• [WHAT THE TASK ASKS]
Print all of the records below again without a single difference.

• [DATA FOR REVIEW]

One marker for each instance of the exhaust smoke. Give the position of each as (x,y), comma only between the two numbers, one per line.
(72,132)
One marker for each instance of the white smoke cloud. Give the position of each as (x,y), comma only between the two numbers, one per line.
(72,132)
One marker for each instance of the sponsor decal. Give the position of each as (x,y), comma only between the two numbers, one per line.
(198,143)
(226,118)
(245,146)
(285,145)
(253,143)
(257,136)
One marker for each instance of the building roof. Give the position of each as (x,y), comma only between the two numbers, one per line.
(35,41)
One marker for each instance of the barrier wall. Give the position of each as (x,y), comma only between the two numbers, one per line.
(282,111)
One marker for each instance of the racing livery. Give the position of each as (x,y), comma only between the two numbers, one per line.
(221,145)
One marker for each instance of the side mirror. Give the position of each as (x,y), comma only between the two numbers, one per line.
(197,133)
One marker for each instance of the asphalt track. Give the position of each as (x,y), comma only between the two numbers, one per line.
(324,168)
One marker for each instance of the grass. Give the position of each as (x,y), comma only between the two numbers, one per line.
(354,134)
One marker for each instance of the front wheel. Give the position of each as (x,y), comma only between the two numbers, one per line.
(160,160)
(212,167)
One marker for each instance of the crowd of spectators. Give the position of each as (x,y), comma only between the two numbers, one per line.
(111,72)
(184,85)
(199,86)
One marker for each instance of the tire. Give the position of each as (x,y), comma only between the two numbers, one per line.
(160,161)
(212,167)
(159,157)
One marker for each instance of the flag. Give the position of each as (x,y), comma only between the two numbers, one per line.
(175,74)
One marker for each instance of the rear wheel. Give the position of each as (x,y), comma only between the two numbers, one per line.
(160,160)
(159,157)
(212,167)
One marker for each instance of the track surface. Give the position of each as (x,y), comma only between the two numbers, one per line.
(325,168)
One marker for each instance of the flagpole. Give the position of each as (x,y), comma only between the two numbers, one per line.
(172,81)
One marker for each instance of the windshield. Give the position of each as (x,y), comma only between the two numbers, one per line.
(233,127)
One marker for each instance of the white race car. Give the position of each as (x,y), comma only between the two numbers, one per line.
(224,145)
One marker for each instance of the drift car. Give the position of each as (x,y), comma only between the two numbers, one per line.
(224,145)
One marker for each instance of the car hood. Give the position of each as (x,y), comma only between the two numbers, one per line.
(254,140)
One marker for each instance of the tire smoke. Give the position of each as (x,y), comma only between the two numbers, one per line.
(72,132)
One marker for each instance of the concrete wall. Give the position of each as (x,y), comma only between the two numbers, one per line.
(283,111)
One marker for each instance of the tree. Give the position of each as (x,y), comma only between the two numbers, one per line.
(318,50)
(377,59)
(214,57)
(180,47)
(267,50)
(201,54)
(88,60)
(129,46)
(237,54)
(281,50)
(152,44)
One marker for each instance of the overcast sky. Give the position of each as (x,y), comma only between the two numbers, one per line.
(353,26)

• [SOLUTION TO THIS PROBLEM]
One marker for each instance of the exhaust smoke. Give the position of each as (x,y), comma only between the two numbers, one per line.
(72,132)
One marker for each instance of the white smoke cloud. Give the position of each as (x,y), comma only between the two numbers, one per line.
(72,132)
One marker for each instance of the sponsor decal. Give the position of each as (x,y), comma only between the two numbers, one per line.
(198,143)
(226,118)
(245,146)
(285,145)
(253,143)
(257,136)
One marker for each instance of the building roof. Give the position of each as (x,y), comma only between the two numbers, one per line.
(35,41)
One marker for each instance of the barrier wall. Give the position of each as (x,y), comma only between the two numbers, one per line.
(282,111)
One marker for each instance of the racing livery. Give the position of each as (x,y), comma only between the two numbers, one per line.
(221,145)
One marker for each instance of the side mirror. Give the position of each as (x,y), comma only between the two numbers, one per line.
(197,133)
One marker for each instance of the asphalt track. Give the position of each as (x,y), comma only between the two numbers, one per line.
(324,168)
One marker for each instance of the grass. Give the position of each as (x,y), comma only between the two numbers, one per line.
(354,134)
One marker for each instance of the front wheel. Give the position of each as (x,y), comma only between the two numbers, one per line.
(160,160)
(212,167)
One marker for each instance of the crowd of spectators. Give the position of each as (x,y), comma only between the two numbers, one per line.
(111,72)
(184,85)
(199,86)
One marker for each instance of the tire. Give the position of each as (x,y), comma only between the two numbers, one per line.
(160,161)
(212,167)
(159,157)
One marker for each instance of the flag. Give the position of each as (x,y), comma only between the two numbers, one per line.
(175,74)
One marker for each instance of the rear wheel. Give the position of each as (x,y), comma only between the two numbers, one per line.
(160,160)
(159,157)
(212,167)
One marker for each instance of the track surface. Give the position of each as (x,y), comma only between the two numbers, one per line.
(325,168)
One marker for each instance of the flagpole. Give the position of each as (x,y), comma only between the two numbers, one per line.
(172,81)
One marker for each instance of the windshield. Give the position of each as (x,y), comma only between the two numbers, one per line.
(233,127)
One marker for each instance of the white race car. Give the position of each as (x,y), comma only between the two numbers, one per line.
(224,145)
One marker for each instance of the drift car. Give the position of each as (x,y), comma only between the two numbers, one per line.
(224,145)
One marker for each instance of the car hood. Give the position of each as (x,y), comma only between the two numbers, one per line.
(254,140)
One marker for each instance of the tire smoke. Give the position of each as (x,y), comma only between the two numbers, one per line.
(72,132)
One marker for each instance of the concrete wall. Give the position of each as (x,y), comma only between the two numbers, one per line.
(283,111)
One marker for each instance of the tree. Give the position of each as (x,y), comma only between the two numbers, one per line.
(318,50)
(377,59)
(214,57)
(180,47)
(267,50)
(201,54)
(88,60)
(129,46)
(237,54)
(281,50)
(152,44)
One marker for each instance of the overcast sky. Give the position of each as (x,y), comma only between the two numbers, one per line.
(353,26)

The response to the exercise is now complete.